CONSIGNE – Substituez « mark each instance with a dot » à « tag every instance with a pin » dans tous les items ci-dessous, puis redonnez-les sans autre modification et sans les images.

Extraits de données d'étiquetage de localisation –
>>>
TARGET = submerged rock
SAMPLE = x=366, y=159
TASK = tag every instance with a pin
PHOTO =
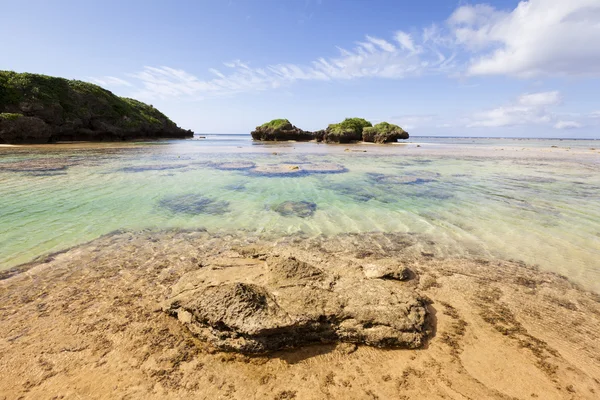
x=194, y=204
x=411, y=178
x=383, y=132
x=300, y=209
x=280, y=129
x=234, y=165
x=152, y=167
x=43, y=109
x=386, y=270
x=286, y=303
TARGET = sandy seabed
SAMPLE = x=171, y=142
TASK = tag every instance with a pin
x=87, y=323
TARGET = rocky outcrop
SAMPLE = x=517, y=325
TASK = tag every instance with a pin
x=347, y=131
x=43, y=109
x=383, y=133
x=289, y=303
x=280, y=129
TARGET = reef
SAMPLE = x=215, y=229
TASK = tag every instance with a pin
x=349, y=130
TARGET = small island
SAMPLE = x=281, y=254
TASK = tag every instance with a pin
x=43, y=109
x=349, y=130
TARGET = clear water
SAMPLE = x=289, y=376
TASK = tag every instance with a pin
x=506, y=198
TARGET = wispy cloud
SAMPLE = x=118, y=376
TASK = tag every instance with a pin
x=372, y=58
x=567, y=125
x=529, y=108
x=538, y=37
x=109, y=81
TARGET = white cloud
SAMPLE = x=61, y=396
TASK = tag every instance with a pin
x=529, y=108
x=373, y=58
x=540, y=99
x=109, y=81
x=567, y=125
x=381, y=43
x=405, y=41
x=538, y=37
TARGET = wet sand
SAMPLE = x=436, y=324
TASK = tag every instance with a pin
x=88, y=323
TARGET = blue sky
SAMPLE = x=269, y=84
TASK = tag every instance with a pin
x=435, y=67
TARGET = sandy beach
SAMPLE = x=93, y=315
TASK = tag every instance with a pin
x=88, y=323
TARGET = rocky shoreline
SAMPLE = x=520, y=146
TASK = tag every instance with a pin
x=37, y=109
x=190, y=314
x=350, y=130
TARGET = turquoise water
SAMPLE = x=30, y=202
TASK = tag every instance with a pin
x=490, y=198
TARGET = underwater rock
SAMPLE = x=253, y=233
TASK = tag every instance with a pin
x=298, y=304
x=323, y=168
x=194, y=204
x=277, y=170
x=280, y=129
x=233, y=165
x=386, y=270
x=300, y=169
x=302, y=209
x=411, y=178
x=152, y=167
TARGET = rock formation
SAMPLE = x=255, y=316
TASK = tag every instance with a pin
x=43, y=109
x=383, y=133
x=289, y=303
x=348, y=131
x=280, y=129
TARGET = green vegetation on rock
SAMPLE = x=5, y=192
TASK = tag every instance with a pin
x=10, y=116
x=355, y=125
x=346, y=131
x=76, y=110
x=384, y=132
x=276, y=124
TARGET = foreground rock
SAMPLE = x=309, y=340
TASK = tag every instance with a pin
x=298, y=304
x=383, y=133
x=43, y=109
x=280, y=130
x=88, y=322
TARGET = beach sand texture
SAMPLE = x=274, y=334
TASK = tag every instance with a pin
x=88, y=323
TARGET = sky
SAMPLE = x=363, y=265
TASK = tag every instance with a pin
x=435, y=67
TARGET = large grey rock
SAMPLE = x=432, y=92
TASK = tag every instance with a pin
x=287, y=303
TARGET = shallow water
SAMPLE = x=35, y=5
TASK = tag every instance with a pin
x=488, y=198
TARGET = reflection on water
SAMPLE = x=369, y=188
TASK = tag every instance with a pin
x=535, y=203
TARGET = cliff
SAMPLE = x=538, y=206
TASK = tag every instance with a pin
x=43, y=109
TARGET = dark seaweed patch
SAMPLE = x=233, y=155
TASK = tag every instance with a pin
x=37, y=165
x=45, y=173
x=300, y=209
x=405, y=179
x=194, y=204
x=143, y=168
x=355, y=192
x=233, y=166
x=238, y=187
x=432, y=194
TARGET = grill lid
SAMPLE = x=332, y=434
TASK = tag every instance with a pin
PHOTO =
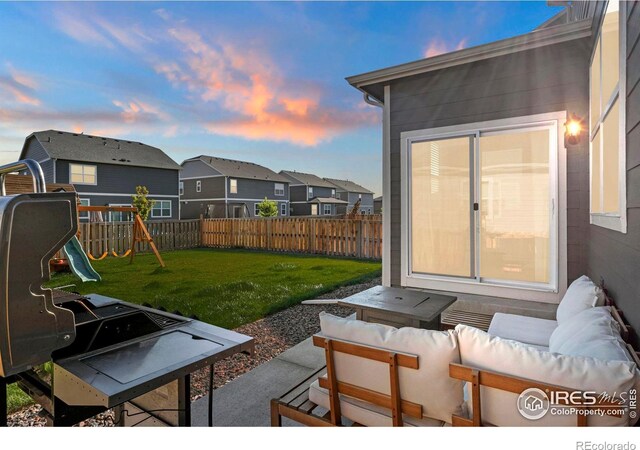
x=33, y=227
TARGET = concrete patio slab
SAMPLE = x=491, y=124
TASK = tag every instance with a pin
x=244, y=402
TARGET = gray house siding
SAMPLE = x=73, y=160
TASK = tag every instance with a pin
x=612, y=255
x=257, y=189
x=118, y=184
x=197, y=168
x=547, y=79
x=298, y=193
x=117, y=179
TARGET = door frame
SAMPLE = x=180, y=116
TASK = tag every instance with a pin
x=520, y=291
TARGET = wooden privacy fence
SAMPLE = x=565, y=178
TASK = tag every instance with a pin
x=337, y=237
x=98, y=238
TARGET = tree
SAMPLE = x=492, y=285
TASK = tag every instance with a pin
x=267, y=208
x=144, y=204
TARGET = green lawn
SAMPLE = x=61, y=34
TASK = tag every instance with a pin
<<<
RÉPONSE ATTENDUE –
TARGET = submerged rock
SAMPLE = x=366, y=159
TASK = mark each instance with a dot
PHOTO =
x=194, y=204
x=411, y=178
x=383, y=132
x=300, y=209
x=280, y=129
x=234, y=165
x=152, y=167
x=43, y=109
x=386, y=270
x=286, y=303
TARGET = sandy seabed
SAMPLE = x=171, y=142
TASK = mark each instance with a dot
x=87, y=323
TARGET = rocky outcrop
SAMPLE = x=517, y=325
TASK = mark each instance with a dot
x=347, y=131
x=43, y=109
x=383, y=133
x=289, y=303
x=280, y=129
TARGET = reef
SAMPLE = x=215, y=229
TASK = mark each instance with a dot
x=349, y=130
TARGET = small island
SAMPLE = x=281, y=254
TASK = mark each instance with a dot
x=43, y=109
x=349, y=130
TARGET = clear water
SAMPLE = x=289, y=376
TASK = mark each instance with a dot
x=506, y=198
TARGET = wispy cloud
SAMPLE = x=118, y=376
TASK = mark each instance with a dot
x=372, y=58
x=567, y=125
x=529, y=108
x=538, y=37
x=109, y=81
TARGET = white cloud
SAMPLE = x=61, y=396
TASK = mark each instance with a dot
x=529, y=108
x=373, y=58
x=540, y=99
x=109, y=81
x=567, y=125
x=381, y=43
x=405, y=41
x=538, y=37
TARGET = wet sand
SAMPLE = x=436, y=324
TASK = mark each instance with a dot
x=88, y=323
TARGET = blue sky
SAMPLE = x=269, y=84
TASK = mark each instance with a dot
x=435, y=67
TARGET = sandy beach
SAMPLE = x=93, y=315
TASK = mark each instance with a dot
x=88, y=323
TARGET = rocky shoreline
SAMPLE = x=520, y=146
TASK = mark each instance with a dot
x=37, y=109
x=190, y=314
x=350, y=130
TARGET = turquoise water
SAMPLE = x=30, y=202
TASK = mark each instance with a dot
x=490, y=198
TARGET = underwater rock
SAMPLE = x=253, y=233
TASK = mark each instance with a dot
x=298, y=304
x=323, y=168
x=194, y=204
x=277, y=170
x=280, y=129
x=233, y=165
x=386, y=270
x=300, y=169
x=302, y=209
x=411, y=178
x=152, y=167
TARGET = rock formation
SAMPLE = x=255, y=316
TASK = mark each instance with a dot
x=43, y=109
x=383, y=133
x=289, y=303
x=348, y=131
x=280, y=129
TARGET = green vegetation on rock
SAMPLE = x=5, y=192
TASK = mark each instance with a dot
x=10, y=116
x=355, y=125
x=346, y=131
x=76, y=110
x=384, y=132
x=276, y=124
TARGET = foreground rock
SAMPLE = x=309, y=340
TASK = mark each instance with a dot
x=298, y=304
x=383, y=133
x=43, y=109
x=280, y=130
x=88, y=322
TARGET = beach sand texture
SAMPLE = x=274, y=334
TASK = mark each instance with a dot
x=88, y=323
TARGET = sky
SAMPLE = x=363, y=265
TASK = mark each instance with a dot
x=435, y=67
TARGET = large grey rock
SAMPLE = x=432, y=92
TASK = mark each instance with a dot
x=287, y=303
TARGET = shallow water
SAMPLE = x=35, y=5
TASK = mark each instance with a dot
x=488, y=198
TARGET = reflection on water
SAMPLE = x=369, y=188
TASK = mark each instance with a dot
x=535, y=203
TARGET = cliff
SAMPLE = x=538, y=206
TASK = mark each instance with a dot
x=43, y=109
TARGET = dark seaweed patch
SAMPLE = x=233, y=155
TASK = mark each instance with a dot
x=37, y=165
x=45, y=173
x=300, y=209
x=405, y=179
x=194, y=204
x=143, y=168
x=355, y=192
x=233, y=166
x=238, y=187
x=432, y=194
TARGET = grill lid
SAMPLE = x=332, y=434
TASK = mark each instance with a dot
PHOTO =
x=33, y=227
TARGET = concrete patio slab
SAMPLE = x=491, y=124
TASK = mark each instance with a dot
x=244, y=402
TARGET = gray house siding
SAMPLE = x=73, y=160
TASK = mark each instance with a dot
x=612, y=255
x=257, y=189
x=118, y=184
x=197, y=168
x=547, y=79
x=298, y=193
x=117, y=179
TARGET = door frame
SAMPLE = x=180, y=116
TASK = mark each instance with a dot
x=520, y=291
TARGET = wooden privacy fence
SAMPLE = x=565, y=178
TASK = mark each instance with a dot
x=337, y=237
x=98, y=238
TARGET = tree
SAMPLE = x=492, y=285
TASK = mark each instance with a dot
x=267, y=208
x=144, y=204
TARGET = green lawn
SAMPLE = x=61, y=34
TASK = mark each instance with a dot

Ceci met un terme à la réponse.